• Questions:
A. In the passage on the Vinaya and the Mahayana precepts, which drugs are exempt from the rule that extends the alcohol prohibition to all drugs?
B. Pick up the essay on the Vinaya and the Mahayana precepts after its last sentence and carry it forward.

----- Source text -----

At the same time, neither can we ignore the Vinaya entirely. The Buddha himself stated that the rules (along with the dharma) are the Master in his absence. For this reason, the enlightened masters and saints of the Mahayana studied the Vinaya, and through that study, they identified the essential principles of the Vinaya that are truly binding upon the true disciple of Lord Shakyamuni. These are the eight Mahayana precepts:

  1. Not harming;
  2. Not stealing;
  3. No sexual wrongdoing;
  4. Not lying;
  5. No drunkenness;
  6. Not elevating the self;
  7. Eating only when the sun is waxing (an Ayurvedic practice for the maximization of health);
  8. No empty and vain shows, entertainments, or self-decoration.

When one studies the historical Vinaya texts in the context of the Mahayana tradition, one sees clearly that the Vinaya rules are simply elaborations of these eight essential principles. For example, “not killing” includes all of the following, which are all separately itemized in the Vinaya:

  • Not to dig in the earth;
  • Not to destroy plants;
  • Not to pour water containing insects on the ground, or use water containing living things;
  • Not to watch an army departing for combat, sleep amongst an armed troop, for watch military activities;
  • Not to kill animals.

And so on. To itemize them all would go beyond the scope of this essay. They are easy enough to work out for oneself (see “Synopsis of the Vinaya“).

Even the Mahayana precepts are contingent and relative, however. One theme that recurs in the Vinaya is exceptions made if one is sick or curing sickness. For example, the original rule concerning alcohol has been extended to all drugs, with the exception of drugs taken as medicines. It is apparent from the wording of this rule that its original intention was to avoid clouding the mind and impairing judgment, i.e., drunkenness. Since we now know that alcohol has medicinal properties, drinking two glasses of wine per day, but not to the point of intoxication, for the sake of one’s health, probably does not violate the precepts. Similarly, ordained followers of the Ngakpa or householder tradition and other Mahayana and Tantric traditions, including priests, may marry, the prohibition on sexual activity really being a prohibition of licentiousness and promiscuity. In Tantra, sexual yoga can even be a means of liberation. In the Tibetan Mahasiddha tradition, some practitioners consume drugs like cannabis and datura. Some great lamas have consumed alcohol. Time is too short, samsara too vast, and the dharma too rich and profound to waste time on organizationalist sectarian and fundamentalist religious agendas.

----- Information -----

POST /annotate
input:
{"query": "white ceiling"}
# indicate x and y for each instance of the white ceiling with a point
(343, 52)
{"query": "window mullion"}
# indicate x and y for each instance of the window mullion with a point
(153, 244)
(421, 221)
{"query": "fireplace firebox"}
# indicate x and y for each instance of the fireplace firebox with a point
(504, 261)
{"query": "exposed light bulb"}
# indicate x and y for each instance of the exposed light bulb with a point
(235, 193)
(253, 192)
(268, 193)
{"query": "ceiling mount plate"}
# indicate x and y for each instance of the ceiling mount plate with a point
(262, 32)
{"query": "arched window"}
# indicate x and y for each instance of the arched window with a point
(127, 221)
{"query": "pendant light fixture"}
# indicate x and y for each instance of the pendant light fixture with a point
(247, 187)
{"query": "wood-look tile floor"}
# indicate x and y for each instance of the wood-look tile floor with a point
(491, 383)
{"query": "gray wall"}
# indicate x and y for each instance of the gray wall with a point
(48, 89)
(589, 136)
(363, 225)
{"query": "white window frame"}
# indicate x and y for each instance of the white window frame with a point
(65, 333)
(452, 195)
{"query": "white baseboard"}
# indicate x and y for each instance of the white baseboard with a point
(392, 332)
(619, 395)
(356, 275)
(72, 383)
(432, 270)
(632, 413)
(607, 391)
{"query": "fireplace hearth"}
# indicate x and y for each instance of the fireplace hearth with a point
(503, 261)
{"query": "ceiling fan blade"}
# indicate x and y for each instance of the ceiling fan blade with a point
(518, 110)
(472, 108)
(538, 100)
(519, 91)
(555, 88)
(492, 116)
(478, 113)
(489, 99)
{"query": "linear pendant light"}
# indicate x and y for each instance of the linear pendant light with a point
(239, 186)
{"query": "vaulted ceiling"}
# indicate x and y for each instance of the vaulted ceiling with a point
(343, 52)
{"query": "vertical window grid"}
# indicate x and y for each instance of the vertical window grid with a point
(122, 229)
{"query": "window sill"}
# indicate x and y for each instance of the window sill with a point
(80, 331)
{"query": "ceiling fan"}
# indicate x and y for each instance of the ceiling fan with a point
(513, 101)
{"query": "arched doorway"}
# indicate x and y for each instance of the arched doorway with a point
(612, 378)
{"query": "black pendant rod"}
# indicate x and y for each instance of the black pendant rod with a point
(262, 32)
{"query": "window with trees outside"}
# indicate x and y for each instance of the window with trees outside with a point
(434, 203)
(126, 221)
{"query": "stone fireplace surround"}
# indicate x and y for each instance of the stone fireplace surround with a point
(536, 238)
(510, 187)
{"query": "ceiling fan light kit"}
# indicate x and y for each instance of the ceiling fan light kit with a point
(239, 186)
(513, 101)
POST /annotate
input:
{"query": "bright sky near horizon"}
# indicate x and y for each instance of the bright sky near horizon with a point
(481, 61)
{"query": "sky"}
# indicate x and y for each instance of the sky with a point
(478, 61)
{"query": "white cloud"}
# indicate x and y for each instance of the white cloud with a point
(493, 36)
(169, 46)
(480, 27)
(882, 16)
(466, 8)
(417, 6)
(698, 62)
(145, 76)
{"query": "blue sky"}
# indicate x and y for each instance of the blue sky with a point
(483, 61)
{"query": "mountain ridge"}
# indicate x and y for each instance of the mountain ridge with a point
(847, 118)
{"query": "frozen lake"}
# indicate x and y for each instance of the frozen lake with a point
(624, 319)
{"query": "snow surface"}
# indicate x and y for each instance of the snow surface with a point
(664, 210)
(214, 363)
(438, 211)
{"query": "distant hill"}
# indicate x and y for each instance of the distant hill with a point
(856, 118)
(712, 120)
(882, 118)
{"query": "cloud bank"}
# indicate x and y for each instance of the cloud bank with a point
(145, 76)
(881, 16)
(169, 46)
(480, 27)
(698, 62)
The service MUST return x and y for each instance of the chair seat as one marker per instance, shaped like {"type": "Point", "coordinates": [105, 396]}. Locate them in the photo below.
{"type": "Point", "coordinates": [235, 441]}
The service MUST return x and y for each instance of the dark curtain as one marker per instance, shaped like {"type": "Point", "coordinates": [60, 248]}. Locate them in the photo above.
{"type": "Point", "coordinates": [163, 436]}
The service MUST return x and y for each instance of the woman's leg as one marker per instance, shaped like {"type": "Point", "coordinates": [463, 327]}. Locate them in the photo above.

-----

• Answers by task:
A. Drugs taken as medicines.

B.
[1] Buddhism, properly understood, is not a religion. The English word “religion” refers etymologically to conduct indicating belief in a divine power, especially a state of life bound by monastic vows, characterized by devotional and ethical  observances, from Latin religio, ‘reverence for the gods.’ Buddhism specifically rejects theism in any form. The practices of Buddhism are not primarily devotional, and ethics are secondary as well. Buddhism is, moreover, not based on belief. The Buddha himself decried mere belief and instructed his disciples to test the validity of everything he said and did through the exercise of reason and direct experience. Buddhism, properly understood, is an experiential spiritual philosophy that provides the practitioner primarily with the means of achieving spiritual self-perfection, and secondarily presents the resulting insights concerning the nature of the world, living beings, and spiritual experience itself to those who comprehend and follow the path laid out to the end. Thus, Buddhism is nothing less than the science of enlightenment, perfectly understood. As such, it is the priceless treasure of humanity, but only if it is understood.

[2] Kalu Rinpoche tells a wonderful traditional Tibetan story that makes this point in Secret Buddhism: Vajrayana Practices, translated by François Jacquemart and Christiane Buchet (San Francisco: ClearPoint Press, 1995). See “The Buddha’s Tooth” on pp. 137ff.